Top of LISTED ENTRIES

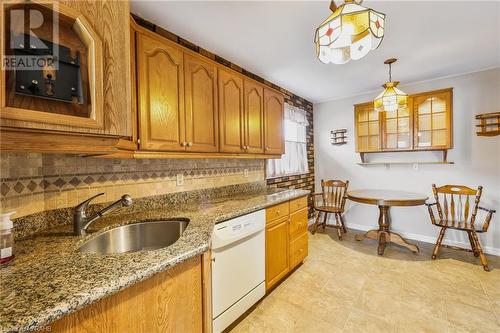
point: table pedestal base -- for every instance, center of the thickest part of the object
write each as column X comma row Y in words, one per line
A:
column 384, row 235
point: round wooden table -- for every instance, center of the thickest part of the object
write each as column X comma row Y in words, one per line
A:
column 385, row 199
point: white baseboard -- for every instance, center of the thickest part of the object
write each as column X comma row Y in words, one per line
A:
column 427, row 239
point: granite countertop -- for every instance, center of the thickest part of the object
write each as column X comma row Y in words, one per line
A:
column 49, row 278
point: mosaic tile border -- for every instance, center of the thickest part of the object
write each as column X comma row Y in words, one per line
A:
column 46, row 184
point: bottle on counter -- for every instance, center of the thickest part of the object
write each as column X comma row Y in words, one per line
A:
column 6, row 238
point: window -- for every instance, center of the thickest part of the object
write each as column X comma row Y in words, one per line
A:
column 294, row 161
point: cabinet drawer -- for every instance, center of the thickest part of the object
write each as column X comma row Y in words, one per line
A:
column 298, row 223
column 298, row 250
column 278, row 211
column 297, row 204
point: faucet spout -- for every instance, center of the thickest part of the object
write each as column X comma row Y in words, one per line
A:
column 80, row 220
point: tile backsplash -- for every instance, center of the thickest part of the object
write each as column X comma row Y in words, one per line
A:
column 31, row 183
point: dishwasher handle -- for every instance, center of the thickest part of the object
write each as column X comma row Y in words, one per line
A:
column 230, row 232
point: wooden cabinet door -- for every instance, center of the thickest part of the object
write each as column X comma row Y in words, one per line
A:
column 254, row 117
column 298, row 250
column 231, row 112
column 160, row 94
column 433, row 120
column 274, row 139
column 367, row 128
column 298, row 223
column 397, row 128
column 200, row 79
column 276, row 251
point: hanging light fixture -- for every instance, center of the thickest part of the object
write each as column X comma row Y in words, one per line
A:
column 350, row 32
column 391, row 98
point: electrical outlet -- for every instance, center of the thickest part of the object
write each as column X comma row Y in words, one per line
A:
column 180, row 179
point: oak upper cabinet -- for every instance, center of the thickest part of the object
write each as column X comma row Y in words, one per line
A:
column 367, row 128
column 200, row 81
column 433, row 120
column 99, row 105
column 425, row 124
column 231, row 112
column 397, row 129
column 274, row 136
column 253, row 117
column 160, row 79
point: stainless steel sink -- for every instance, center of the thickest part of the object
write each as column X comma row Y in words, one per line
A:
column 136, row 237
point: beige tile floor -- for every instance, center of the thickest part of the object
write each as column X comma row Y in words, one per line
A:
column 344, row 286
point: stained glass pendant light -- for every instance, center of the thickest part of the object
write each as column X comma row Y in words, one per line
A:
column 350, row 32
column 391, row 98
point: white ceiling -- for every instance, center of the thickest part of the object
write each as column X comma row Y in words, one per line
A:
column 274, row 39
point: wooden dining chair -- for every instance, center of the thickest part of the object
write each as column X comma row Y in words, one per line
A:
column 453, row 203
column 331, row 200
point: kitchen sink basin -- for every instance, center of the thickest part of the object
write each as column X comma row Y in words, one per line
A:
column 135, row 237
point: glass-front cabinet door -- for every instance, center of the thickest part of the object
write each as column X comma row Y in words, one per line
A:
column 432, row 114
column 367, row 128
column 397, row 129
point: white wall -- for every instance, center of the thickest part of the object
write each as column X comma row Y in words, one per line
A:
column 477, row 159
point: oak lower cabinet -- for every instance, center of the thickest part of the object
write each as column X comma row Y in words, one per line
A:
column 277, row 243
column 286, row 238
column 170, row 301
column 274, row 136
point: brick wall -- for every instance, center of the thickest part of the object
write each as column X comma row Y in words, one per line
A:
column 301, row 181
column 305, row 181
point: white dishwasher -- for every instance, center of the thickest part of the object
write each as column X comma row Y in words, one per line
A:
column 238, row 267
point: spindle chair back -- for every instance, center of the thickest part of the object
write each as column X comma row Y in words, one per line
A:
column 333, row 196
column 457, row 208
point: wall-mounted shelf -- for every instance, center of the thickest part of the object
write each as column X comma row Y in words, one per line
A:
column 489, row 124
column 443, row 161
column 339, row 137
column 401, row 163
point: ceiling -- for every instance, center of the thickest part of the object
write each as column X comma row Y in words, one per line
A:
column 274, row 39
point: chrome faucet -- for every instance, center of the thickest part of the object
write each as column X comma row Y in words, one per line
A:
column 80, row 220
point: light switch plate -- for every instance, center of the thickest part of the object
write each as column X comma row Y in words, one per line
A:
column 180, row 179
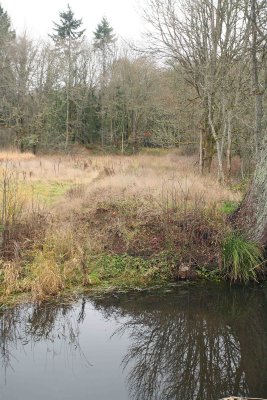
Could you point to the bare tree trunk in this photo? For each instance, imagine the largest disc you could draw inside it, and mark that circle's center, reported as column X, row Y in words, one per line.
column 255, row 78
column 252, row 214
column 201, row 158
column 68, row 95
column 229, row 146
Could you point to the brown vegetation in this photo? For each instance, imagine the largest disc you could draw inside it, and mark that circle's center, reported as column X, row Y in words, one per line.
column 153, row 213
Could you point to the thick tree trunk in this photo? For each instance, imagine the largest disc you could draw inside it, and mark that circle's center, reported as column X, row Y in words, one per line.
column 252, row 214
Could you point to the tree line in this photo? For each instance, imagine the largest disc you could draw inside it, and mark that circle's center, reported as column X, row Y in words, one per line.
column 199, row 80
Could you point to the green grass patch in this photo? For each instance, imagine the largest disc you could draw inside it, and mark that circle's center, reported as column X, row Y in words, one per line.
column 228, row 207
column 47, row 192
column 242, row 259
column 129, row 271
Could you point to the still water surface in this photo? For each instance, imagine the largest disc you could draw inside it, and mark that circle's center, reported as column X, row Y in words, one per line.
column 183, row 343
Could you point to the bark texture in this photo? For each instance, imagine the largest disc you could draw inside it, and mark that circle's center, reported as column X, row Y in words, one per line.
column 252, row 214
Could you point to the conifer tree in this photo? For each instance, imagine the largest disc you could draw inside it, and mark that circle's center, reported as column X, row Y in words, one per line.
column 66, row 33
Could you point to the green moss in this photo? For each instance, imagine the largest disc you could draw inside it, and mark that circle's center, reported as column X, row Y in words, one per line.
column 129, row 271
column 242, row 259
column 48, row 192
column 228, row 207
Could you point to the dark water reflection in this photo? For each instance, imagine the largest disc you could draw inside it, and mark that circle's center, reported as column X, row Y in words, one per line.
column 186, row 343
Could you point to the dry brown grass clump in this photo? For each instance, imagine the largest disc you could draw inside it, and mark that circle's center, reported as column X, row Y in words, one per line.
column 145, row 207
column 14, row 155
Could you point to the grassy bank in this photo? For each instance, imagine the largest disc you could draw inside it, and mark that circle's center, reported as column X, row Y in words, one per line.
column 87, row 222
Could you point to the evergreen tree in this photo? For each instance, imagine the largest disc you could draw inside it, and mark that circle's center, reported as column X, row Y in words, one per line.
column 7, row 36
column 66, row 33
column 103, row 41
column 103, row 35
column 68, row 28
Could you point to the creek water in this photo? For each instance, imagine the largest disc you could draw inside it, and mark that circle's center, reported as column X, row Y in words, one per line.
column 185, row 343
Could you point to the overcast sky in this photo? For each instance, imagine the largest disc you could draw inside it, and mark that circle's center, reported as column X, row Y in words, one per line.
column 37, row 16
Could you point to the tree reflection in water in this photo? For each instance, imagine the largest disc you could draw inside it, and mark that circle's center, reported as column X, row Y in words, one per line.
column 188, row 343
column 199, row 344
column 47, row 322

Bottom of LISTED ENTRIES

## EXERCISE DIRECTIONS:
Print the records verbatim, without pictures.

## ANSWER TO THE PROBLEM:
point: table pedestal base -- for every instance, center of the thickest part of the object
write each as column X comma row Y in words, one per line
A:
column 384, row 235
point: round wooden table -- for every instance, center of the thickest part of the object
write each as column X comma row Y in words, one per line
A:
column 385, row 199
point: white baseboard -- for every instance, center of the thickest part of the object
write each as column X comma row Y in words, one per line
A:
column 427, row 239
point: granite countertop -- for every instance, center of the thickest part of the object
write each as column X comma row Y in words, one per line
A:
column 49, row 278
point: mosaic tile border -- for every instance, center of the thickest part of the object
write each as column X comma row Y in words, one per line
A:
column 46, row 184
point: bottle on counter -- for every instance, center of the thickest part of the object
write each as column X comma row Y in words, one per line
A:
column 6, row 238
point: window -- for every instance, center of the thickest part of the object
write each as column X comma row Y in words, one per line
A:
column 294, row 161
point: cabinet drawer -- for every instance, center of the thickest part of the object
write each as column X comma row Y in words, one per line
A:
column 298, row 223
column 298, row 250
column 278, row 211
column 297, row 204
point: faucet spout -- for every instance, center of the thickest part of the object
write each as column X comma row Y in words, one per line
A:
column 80, row 220
point: tile backsplash -- for every instance, center of the thickest part of the object
write each as column X comma row Y in words, one per line
A:
column 31, row 183
point: dishwasher handle -- for every instance, center of the thickest part of the object
write each as column X comma row Y in words, one per line
A:
column 230, row 232
point: wooden cabinet door -- for every instance, center of the thickest part of the object
write each as column X comma row Y in words, one per line
A:
column 254, row 117
column 298, row 250
column 231, row 112
column 160, row 94
column 433, row 120
column 274, row 139
column 367, row 128
column 298, row 223
column 397, row 128
column 200, row 79
column 276, row 251
point: hanging light fixture -- for every instance, center of the thickest part of the object
write each as column X comma row Y in words, one per line
A:
column 350, row 32
column 391, row 98
point: electrical outlet -- for every instance, center of the thickest part of the object
write each as column X comma row Y in words, one per line
A:
column 180, row 179
point: oak upper cabinet -- for every instance, center of the thickest part of the object
write each as column X comma row Y in words, one per line
A:
column 367, row 128
column 200, row 81
column 433, row 120
column 99, row 105
column 425, row 124
column 231, row 112
column 397, row 129
column 274, row 136
column 253, row 117
column 160, row 79
point: stainless steel sink -- for every instance, center of the thickest part of the object
write each as column X comma row Y in words, one per line
A:
column 136, row 237
point: beige tile floor -- for every instance, center of the thickest part of the object
write each as column X comma row Y in words, one per line
A:
column 344, row 286
point: stained glass pendant light -- for every instance, center of the thickest part of the object
write each as column X comma row Y in words, one per line
A:
column 350, row 32
column 391, row 98
point: white ceiling -- for every instance, center of the thickest part of the object
write each as column X comma row Y in words, one per line
A:
column 274, row 39
point: wooden dining chair -- for every instance, center of the thickest part of the object
write each as column X comma row Y in words, one per line
A:
column 453, row 203
column 331, row 200
point: kitchen sink basin -- for every instance, center of the thickest part of the object
write each as column X comma row Y in words, one per line
A:
column 135, row 237
point: glass-front cabinet door -- for every instance, center of the thickest part of the object
write each as column X comma row Y in words, one per line
A:
column 432, row 114
column 367, row 128
column 397, row 129
point: white wall -- for every instance, center of the thickest part of the object
write each as column X comma row Y in words, one per line
A:
column 477, row 159
point: oak lower cabinet -- for every instance, center of the thickest part of the object
write each as column X comma row Y in words, one per line
A:
column 277, row 243
column 286, row 238
column 170, row 301
column 274, row 136
point: brick wall -- for every instance, center of the thickest part of the object
write each as column X comma row Y in words, one per line
A:
column 301, row 181
column 305, row 181
point: white dishwasher -- for every instance, center of the thickest part of the object
write each as column X comma row Y in words, one per line
A:
column 238, row 267
point: spindle chair back -- for every instance, center of the thickest part of the object
write each as column X comma row Y in words, one per line
A:
column 333, row 196
column 457, row 208
point: wall-mounted shelf -- for every instance, center of the thickest part of the object
write each as column X comma row Y in words, one per line
A:
column 489, row 124
column 443, row 161
column 339, row 137
column 401, row 163
point: ceiling -- for every instance, center of the thickest part of the object
write each as column X comma row Y in words, one per line
A:
column 274, row 39
point: chrome faucet -- for every instance, center of the thickest part of the object
write each as column X comma row Y in words, one per line
A:
column 80, row 220
point: light switch plate -- for every instance, center of the thickest part of the object
write each as column X comma row Y in words, one per line
A:
column 180, row 179
Could you point to the bare tree trunk in this photo? For each instance, imagine the largest disc you could draw inside it, and mark that circle's center, reported as column X, row Y in words, one per line.
column 255, row 78
column 252, row 214
column 201, row 158
column 68, row 95
column 229, row 146
Could you point to the brown vegetation in this photo? For each instance, imagine the largest disc you could draw inside it, and mark that circle's center, reported as column X, row Y in words, one per line.
column 153, row 213
Could you point to the thick tree trunk in this photo? For each instance, imagine the largest disc you could draw inside it, and mark that circle's center, reported as column X, row Y in words, one per line.
column 252, row 214
Could you point to the tree line in this photo? For each instance, imagine the largest disc you could draw inside it, and mark that circle's center, reported as column X, row Y in words, one per line.
column 199, row 80
Could you point to the green grass patch in this photo? For each instance, imagine the largest disc you could draw inside it, and mark that circle's center, reported as column X, row Y in words, one per line.
column 228, row 207
column 47, row 192
column 242, row 259
column 129, row 271
Could you point to the still water surface in this photo? For each instance, imagine the largest disc you could draw inside it, and mark that circle's center, reported as column X, row Y in words, one per line.
column 183, row 343
Could you point to the bark texture in this photo? For each instance, imagine the largest disc you could draw inside it, and mark that circle's center, reported as column X, row Y in words, one per line.
column 252, row 214
Could you point to the conifer tree in this photo? For each instance, imagine the largest disc you could draw inside it, and mark that circle's center, reported as column X, row Y in words, one per line.
column 66, row 33
Could you point to the green moss in this photo? For each instance, imagine the largest disc you could draw inside it, and mark that circle's center, reported as column X, row Y in words, one per line.
column 129, row 271
column 242, row 259
column 48, row 192
column 228, row 207
Could you point to the dark water reflection in this photo? For each instance, imagine the largest disc you could draw inside it, and mark that circle's center, reported as column X, row Y in words, one per line.
column 186, row 343
Could you point to the dry brown grass clump in this photo? For each instance, imagine the largest disc you could draw inside it, and mark that circle's center, reported as column X, row Y in words, one per line.
column 145, row 207
column 14, row 155
Could you point to the grassy bank in this photo? For each instance, imagine the largest disc you could draw inside it, and mark that circle's center, reported as column X, row Y in words, one per line.
column 87, row 222
Could you point to the evergreen tree in this photo? For each instance, imagine the largest disc you could draw inside it, and mark that circle's center, reported as column X, row Y in words, one per line.
column 7, row 36
column 66, row 33
column 103, row 41
column 103, row 35
column 68, row 28
Could you point to the creek water in this photo? For each instance, imagine the largest disc you could draw inside it, and mark that circle's center, reported as column X, row Y in words, one per line.
column 185, row 343
Could you point to the overcast sky in this photo? For each instance, imagine the largest disc you could draw inside it, and mark that circle's center, reported as column X, row Y in words, one per line.
column 37, row 16
Could you point to the tree reflection in water in this photo? For each instance, imagine the largest disc you could draw inside it, and mark that circle's center, reported as column X, row Y in words, one per line.
column 188, row 343
column 199, row 344
column 47, row 322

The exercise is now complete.